-------- 网页

自然常数 e 的五维跨域映射 | Five faces of one constant, five domains, one skeleton
e 由一个唯一的性质定义:
d(eˣ)/dx = eˣ
唯一一个变化率等于自身的函数。种群增长、放射性衰变、RC 电路、复利、扩散、信息熵——它们都内嵌 e,因为它们共享同一个数学骨架:当前值 → 决定 → 变化率 → 决定 → 下一个值。
e 是这个自缩放结构的指纹。一旦你看到它,它在哪都能看到。
| 维度 | 物理系统 | 公式(骨架) | e 的语义 | 偏离信号 |
|---|---|---|---|---|
| 增长标准 | 复利、衰变 | A(t) = A₀·e^{kt} | 偏离指数 = 检测到约束 | 饱和、阻力 |
| 不确定形状 | 误差、扩散、CLT | e^{−x²} 核 | 随机涨落的普适形状 | 偏度/峰度 ≠ 0 |
| 系统本征函数 | 电路、弹簧、LTI | e^{st} | 线性系统的自然基底 | 非线性残差 |
| 不确定单位 | 玻尔兹曼、softmax | P∝e^{-E/kT} | 信息的自然单位(nat) | 非玻尔兹曼 |
| 复相位(新) | 傅里叶、量子、波动 | e^{iθ}=cosθ+isinθ | 桥接 e 和 π | 非平稳、非简谐 |
e-as-growth-constant/
├── README.md 本文件(双语)

----------------

题目 1 »
在讲自然常数 e 的这个网页里,表格中“复相位”这一维度下,e 的语义是什么?
题目 2 »
从讲 e 的网页里摘录原文,从“自然常数 e 的五维跨域映射”起到“变化率 → 决定 → 下一个值。”止,两头都算在内。
这些条目来自另一个来源。

-------- 提取信息

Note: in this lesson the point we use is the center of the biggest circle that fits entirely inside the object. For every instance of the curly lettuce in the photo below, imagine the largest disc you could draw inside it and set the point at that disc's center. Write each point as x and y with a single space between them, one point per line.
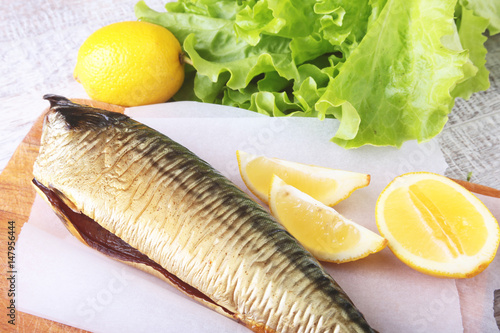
388 70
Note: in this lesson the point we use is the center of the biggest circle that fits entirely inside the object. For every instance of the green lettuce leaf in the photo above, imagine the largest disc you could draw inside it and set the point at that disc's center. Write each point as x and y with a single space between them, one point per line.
388 70
470 33
488 9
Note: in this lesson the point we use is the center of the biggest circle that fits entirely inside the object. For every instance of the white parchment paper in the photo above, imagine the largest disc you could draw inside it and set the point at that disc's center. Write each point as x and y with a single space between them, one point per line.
63 280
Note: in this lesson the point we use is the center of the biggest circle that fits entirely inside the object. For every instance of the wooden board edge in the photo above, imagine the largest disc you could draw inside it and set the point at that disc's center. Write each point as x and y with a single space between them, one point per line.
17 191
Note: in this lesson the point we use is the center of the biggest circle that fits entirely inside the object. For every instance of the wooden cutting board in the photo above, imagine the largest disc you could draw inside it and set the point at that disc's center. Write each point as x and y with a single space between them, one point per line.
17 197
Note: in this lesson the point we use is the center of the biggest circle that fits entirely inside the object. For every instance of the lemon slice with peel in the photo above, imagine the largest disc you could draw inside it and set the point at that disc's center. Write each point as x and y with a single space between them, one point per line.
436 226
329 186
321 229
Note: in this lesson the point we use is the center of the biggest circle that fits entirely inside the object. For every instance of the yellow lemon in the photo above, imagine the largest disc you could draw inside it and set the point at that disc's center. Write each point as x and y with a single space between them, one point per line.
130 63
324 232
437 226
324 184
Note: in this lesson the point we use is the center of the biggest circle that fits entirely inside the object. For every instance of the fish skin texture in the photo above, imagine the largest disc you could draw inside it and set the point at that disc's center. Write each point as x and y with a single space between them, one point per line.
163 200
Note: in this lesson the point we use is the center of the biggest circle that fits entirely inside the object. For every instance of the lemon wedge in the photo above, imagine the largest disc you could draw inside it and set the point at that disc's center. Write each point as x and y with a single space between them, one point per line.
436 226
329 186
321 229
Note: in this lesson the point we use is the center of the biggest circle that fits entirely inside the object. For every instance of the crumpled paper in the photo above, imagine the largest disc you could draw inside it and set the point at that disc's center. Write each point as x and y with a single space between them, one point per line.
63 280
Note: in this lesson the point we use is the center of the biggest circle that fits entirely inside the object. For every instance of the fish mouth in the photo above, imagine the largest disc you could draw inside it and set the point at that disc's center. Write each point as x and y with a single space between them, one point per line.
94 235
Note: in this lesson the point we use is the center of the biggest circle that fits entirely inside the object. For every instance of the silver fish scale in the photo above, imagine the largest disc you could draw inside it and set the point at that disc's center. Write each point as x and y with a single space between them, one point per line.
163 200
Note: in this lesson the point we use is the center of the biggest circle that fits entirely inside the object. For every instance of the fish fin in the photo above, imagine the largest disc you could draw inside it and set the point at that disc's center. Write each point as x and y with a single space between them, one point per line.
78 116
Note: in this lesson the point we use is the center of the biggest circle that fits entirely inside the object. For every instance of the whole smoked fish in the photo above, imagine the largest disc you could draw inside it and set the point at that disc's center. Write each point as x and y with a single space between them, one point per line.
137 196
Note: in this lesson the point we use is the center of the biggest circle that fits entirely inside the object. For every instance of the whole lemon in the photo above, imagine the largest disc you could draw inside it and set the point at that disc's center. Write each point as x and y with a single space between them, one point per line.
130 63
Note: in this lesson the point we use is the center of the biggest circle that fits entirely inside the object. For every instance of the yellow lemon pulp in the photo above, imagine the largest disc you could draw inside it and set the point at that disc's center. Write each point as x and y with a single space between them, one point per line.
130 63
436 226
326 185
320 229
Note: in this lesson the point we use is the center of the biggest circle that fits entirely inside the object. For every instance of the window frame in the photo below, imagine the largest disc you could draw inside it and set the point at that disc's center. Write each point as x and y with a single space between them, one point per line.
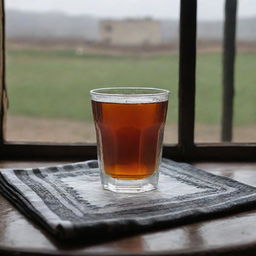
185 150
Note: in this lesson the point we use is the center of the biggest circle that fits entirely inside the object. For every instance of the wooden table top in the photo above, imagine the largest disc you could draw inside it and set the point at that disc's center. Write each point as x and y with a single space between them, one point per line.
232 235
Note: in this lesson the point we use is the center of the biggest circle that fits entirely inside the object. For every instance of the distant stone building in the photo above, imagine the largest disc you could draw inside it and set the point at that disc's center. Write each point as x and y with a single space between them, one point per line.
130 32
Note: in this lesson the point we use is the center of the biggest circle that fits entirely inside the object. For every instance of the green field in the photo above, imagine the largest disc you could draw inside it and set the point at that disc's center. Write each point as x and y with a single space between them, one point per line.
56 84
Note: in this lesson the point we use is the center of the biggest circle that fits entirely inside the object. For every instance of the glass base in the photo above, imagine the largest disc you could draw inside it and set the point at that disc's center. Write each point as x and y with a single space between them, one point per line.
129 186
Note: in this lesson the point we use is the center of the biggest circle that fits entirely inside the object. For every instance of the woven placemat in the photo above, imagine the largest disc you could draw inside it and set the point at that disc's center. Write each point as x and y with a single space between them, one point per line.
69 202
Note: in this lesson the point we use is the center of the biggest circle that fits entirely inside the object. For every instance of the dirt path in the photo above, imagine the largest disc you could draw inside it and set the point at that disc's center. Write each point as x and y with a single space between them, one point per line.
61 130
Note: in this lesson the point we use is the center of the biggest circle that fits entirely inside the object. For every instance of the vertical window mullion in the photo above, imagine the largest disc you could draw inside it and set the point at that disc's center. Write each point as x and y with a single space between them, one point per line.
3 96
187 69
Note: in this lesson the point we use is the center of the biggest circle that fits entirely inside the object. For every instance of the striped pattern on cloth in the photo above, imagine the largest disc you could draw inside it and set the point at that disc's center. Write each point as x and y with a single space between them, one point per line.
69 202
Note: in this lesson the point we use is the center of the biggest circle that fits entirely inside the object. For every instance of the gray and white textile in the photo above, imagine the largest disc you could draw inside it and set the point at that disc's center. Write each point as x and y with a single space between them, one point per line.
69 201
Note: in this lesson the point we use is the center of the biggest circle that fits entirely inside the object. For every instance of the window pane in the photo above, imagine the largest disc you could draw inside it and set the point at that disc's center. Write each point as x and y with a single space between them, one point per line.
59 50
209 72
245 75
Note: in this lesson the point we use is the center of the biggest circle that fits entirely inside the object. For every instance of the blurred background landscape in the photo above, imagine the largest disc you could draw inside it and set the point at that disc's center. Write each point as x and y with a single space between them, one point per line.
55 57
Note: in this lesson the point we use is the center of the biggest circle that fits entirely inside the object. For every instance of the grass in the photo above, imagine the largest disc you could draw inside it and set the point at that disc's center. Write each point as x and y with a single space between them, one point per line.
56 84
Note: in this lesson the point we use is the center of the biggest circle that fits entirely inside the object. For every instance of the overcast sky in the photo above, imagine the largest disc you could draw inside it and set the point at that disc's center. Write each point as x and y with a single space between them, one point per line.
207 9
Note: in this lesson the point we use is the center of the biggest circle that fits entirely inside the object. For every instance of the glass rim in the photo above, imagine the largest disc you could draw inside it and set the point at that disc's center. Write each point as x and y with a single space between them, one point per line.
155 92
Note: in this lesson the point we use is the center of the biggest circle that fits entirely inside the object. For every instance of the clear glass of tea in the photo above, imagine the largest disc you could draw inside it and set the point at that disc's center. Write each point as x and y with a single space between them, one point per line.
129 123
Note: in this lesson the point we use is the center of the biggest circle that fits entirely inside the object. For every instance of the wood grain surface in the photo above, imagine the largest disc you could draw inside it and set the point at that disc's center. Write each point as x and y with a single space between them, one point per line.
230 235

----------------

答案 1 »
桥接 e 和 π。

答案 2 »
自然常数 e 的五维跨域映射 | Five faces of one constant, five domains, one skeleton
e 由一个唯一的性质定义:
d(eˣ)/dx = eˣ
唯一一个变化率等于自身的函数。种群增长、放射性衰变、RC 电路、复利、扩散、信息熵——它们都内嵌 e,因为它们共享同一个数学骨架:当前值 → 决定 → 变化率 → 决定 → 下一个值。